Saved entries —

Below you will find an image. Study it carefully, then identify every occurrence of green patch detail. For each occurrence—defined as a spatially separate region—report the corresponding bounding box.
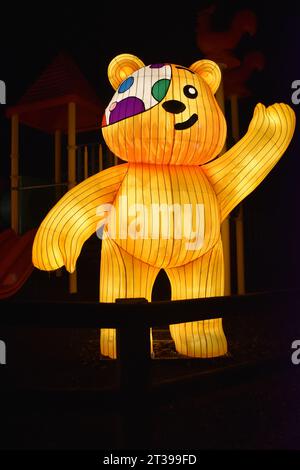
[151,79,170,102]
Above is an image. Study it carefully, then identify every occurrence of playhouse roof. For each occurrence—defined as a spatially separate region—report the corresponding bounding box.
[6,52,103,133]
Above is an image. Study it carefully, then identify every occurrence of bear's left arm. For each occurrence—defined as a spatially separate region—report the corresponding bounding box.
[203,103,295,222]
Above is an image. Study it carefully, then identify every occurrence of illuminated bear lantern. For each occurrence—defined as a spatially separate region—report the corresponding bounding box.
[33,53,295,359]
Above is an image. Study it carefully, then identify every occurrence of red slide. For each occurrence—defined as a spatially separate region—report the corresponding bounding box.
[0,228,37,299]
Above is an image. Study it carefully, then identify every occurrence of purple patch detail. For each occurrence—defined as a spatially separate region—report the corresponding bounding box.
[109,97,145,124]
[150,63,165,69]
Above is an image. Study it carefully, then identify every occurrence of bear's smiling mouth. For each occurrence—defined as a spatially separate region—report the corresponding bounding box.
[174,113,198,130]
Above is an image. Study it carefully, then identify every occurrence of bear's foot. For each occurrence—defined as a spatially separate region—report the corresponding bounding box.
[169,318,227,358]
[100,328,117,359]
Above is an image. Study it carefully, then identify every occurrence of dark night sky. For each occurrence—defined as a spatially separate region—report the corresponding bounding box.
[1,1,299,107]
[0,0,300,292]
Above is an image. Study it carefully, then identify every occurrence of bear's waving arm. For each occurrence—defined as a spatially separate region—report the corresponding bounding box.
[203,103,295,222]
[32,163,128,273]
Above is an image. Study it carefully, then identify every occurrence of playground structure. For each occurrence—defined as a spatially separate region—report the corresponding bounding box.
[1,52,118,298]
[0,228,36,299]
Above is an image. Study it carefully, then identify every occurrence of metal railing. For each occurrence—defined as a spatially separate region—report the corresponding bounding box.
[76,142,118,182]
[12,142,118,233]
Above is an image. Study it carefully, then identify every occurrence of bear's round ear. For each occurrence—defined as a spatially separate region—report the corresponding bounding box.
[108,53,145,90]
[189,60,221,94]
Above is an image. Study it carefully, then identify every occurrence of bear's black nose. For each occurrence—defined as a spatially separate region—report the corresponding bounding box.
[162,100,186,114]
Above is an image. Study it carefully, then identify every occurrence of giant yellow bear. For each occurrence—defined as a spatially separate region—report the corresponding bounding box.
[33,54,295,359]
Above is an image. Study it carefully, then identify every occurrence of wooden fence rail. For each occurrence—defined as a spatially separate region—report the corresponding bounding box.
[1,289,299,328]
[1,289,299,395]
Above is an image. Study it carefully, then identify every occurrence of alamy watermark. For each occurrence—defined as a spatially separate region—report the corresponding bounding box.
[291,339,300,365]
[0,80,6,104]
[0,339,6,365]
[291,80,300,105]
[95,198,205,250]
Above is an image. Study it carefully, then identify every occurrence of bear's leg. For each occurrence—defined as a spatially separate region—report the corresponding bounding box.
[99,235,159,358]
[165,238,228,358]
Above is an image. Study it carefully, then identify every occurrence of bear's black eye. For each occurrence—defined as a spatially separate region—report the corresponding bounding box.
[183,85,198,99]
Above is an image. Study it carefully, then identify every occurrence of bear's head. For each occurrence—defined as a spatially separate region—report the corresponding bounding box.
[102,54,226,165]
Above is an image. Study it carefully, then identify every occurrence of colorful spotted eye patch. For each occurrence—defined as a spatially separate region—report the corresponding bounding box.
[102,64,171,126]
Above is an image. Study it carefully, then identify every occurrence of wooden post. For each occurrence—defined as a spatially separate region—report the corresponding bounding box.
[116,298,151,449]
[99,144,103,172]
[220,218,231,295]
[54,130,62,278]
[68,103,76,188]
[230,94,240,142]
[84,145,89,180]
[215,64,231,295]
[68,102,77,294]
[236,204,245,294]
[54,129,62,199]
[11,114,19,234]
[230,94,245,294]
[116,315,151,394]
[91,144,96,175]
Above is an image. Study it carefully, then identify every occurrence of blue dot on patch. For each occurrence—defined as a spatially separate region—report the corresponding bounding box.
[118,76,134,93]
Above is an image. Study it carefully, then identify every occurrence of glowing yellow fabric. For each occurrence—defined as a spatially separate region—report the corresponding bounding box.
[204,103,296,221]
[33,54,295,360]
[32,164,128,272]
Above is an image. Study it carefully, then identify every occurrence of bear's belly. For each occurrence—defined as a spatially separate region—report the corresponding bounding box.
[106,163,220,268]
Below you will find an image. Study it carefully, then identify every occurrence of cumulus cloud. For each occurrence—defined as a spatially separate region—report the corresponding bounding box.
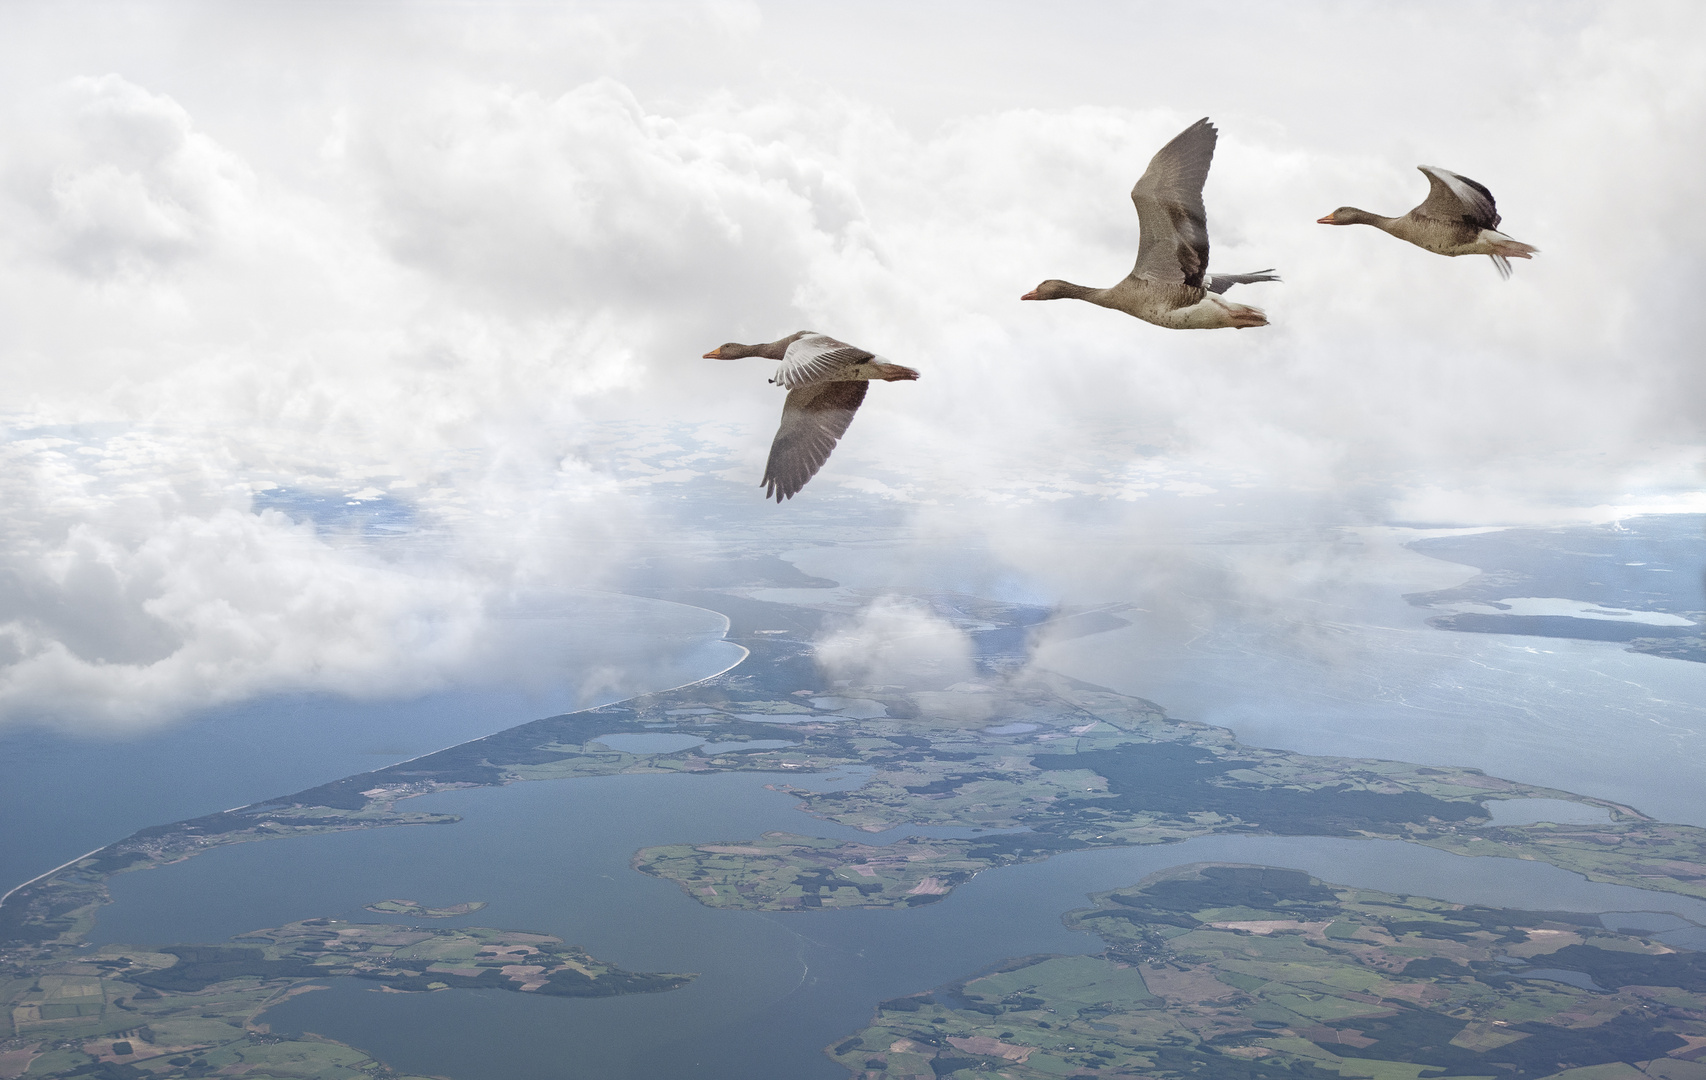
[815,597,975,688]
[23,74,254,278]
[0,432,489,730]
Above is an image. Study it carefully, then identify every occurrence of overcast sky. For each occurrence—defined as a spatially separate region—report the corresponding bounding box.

Exercise aim —
When pictures appear among the entries, skip them and copy all remaining text precisely.

Task solution —
Below you will find an image. Study it carefully, then identify every occurrence of green patch detail. For each occurrence—defined as a spatially separate region—report the corresponding bounding box.
[151,79,170,102]
Above is an image. Study it carefully, then identify every occurrence of playhouse roof. For each occurrence—defined as a spatially separate region—report the corresponding bounding box.
[6,52,103,133]
Above is an image. Study it carefully, then identify every occurrence of bear's left arm. For each occurrence—defined as a spatially separate region—report the corresponding bounding box.
[203,103,295,222]
Above is an image. Study it carefully, then identify every occurrence of illuminated bear lantern. For each occurrence—defined as a spatially separate region—report the corresponding bounding box.
[33,53,295,359]
Above is an image. Study it carefully, then identify every occurrence of red slide. For each occurrence—defined as a spatially separate region—report the corresponding bounding box.
[0,228,37,299]
Above is an image. Study it carefully, then identify every occurrence of purple patch detail. For each occurrence—defined as a spatially separate region—report the corresponding bounding box.
[109,97,145,124]
[150,63,165,69]
Above is an image. Study it carefully, then identify every occurrence of bear's smiling mouth. For each occurrence—defined as a spatially separate region—report the corresponding bounding box.
[174,113,198,130]
Above is an image. Study it carefully, then identify every occurrence of bear's foot. For each occurrence—defined as a spatially separate region—report the corresponding bounding box.
[169,318,227,358]
[100,328,117,359]
Above is an image. Study it carefully, then identify every occurrence of dark night sky. For each occurrence—defined as a spatially separate region—report the corresponding bounding box.
[1,1,299,107]
[0,0,300,292]
Above is an image. Study it carefully, then identify every occurrence of bear's waving arm. For each occurrence—defined as a spatially separate region—report the corresponding bounding box.
[203,103,295,222]
[32,163,128,273]
Above is an image. Study it carefully, then identify every occurrence of playground structure. For each occurrence—defined as a spatially separate region—report the corresponding bounding box.
[1,52,118,298]
[0,228,36,299]
Above is an image. Study it carefully, then identify every occurrence of metal railing. For each occurrence—defined as a spatially separate region—report the corresponding bounding box.
[76,142,118,182]
[12,142,118,233]
Above is an image. Study it carefully, then identify every occurrence of bear's round ear. For each occurrence—defined as a spatially separate region—report the corresponding bounding box.
[108,53,145,90]
[189,60,221,94]
Above is an image. Study it carefully, then identify every occurrence of bear's black nose. For each occurrence—defined as a spatially separate region—report the corresponding bounding box.
[162,100,186,114]
Above is an image. Study it carefully, then identify every occurrence of giant yellow bear. For each occurrence—defined as a spatially separate region—report the corresponding bounding box.
[33,54,295,359]
Above is an image. Study it carefully, then identify every occurrence of wooden fence rail. For each occurrence—defined as a spatially separate region—report the corresponding bounding box.
[1,289,299,328]
[1,289,299,395]
Above is an image. Study it carefully, then identify every occurrence of alamy watermark. For each occurrence—defined as a spatially separate region—report the corresponding bounding box.
[291,339,300,365]
[0,80,6,104]
[0,339,6,365]
[291,80,300,105]
[95,198,205,250]
Above is an image. Study it carefully, then identify every occurrence of bear's leg. For each occurrence—defined as a spatially separate region—report the corresponding bounding box.
[99,235,159,358]
[165,238,228,358]
Above is an image. Study it carefully, then identify every occurrence of bear's black eye. For each occurrence—defined as a spatially separate region—report the corresponding bounding box.
[183,85,198,99]
Above is an image. Study it carefully, then identify every occurrence of bear's head. For each occurrence—defined as a spatially separate region—report the corresponding bounding box.
[102,54,226,165]
Above is an image. Study it carefully, then identify every occurrence of colorful spotted eye patch. For each occurrence—defined as a spatially separate region—report the corresponding bounding box.
[102,64,171,126]
Above is an image. Study it carefully, then identify every occurrence of wooden post. For each occurrence—defined as a spatially separate region—report the corresponding bounding box.
[116,298,151,449]
[99,144,103,172]
[220,218,231,295]
[54,130,62,278]
[68,103,76,188]
[230,94,240,142]
[84,145,89,180]
[215,64,231,295]
[68,102,77,294]
[236,204,245,294]
[54,129,62,199]
[11,114,19,234]
[230,94,245,294]
[116,315,151,394]
[91,144,96,175]
Above is an image. Study it carefully, then identify every occurrence of blue dot on patch. For each occurrence—defined as a spatially separate region—report the corresponding bounding box.
[118,76,134,93]
Above is an image. Study it carefully, then identify every occurrence of glowing yellow fabric. For each occurrence—defined as a spatially separate region—report the corresponding bounding box.
[204,103,296,221]
[33,54,295,360]
[32,164,128,272]
Above is an image. Study it carefully, then identify every occurrence of bear's belly. For each occurrence—defined as a spatially separate region—report the corresponding bounding box.
[106,163,220,268]
Below you will find an image. Study it carefully, then identify every occurrence of cumulus cloud. For each occurrence—defined as a spatially separate region—report the corresponding bounding box.
[815,597,975,688]
[23,74,254,278]
[0,432,489,730]
Above is an image. Study it carefully, then identify every occurrence of overcast sky. For each occurrence—defined as a spatially separate region—report the corresponding bounding box.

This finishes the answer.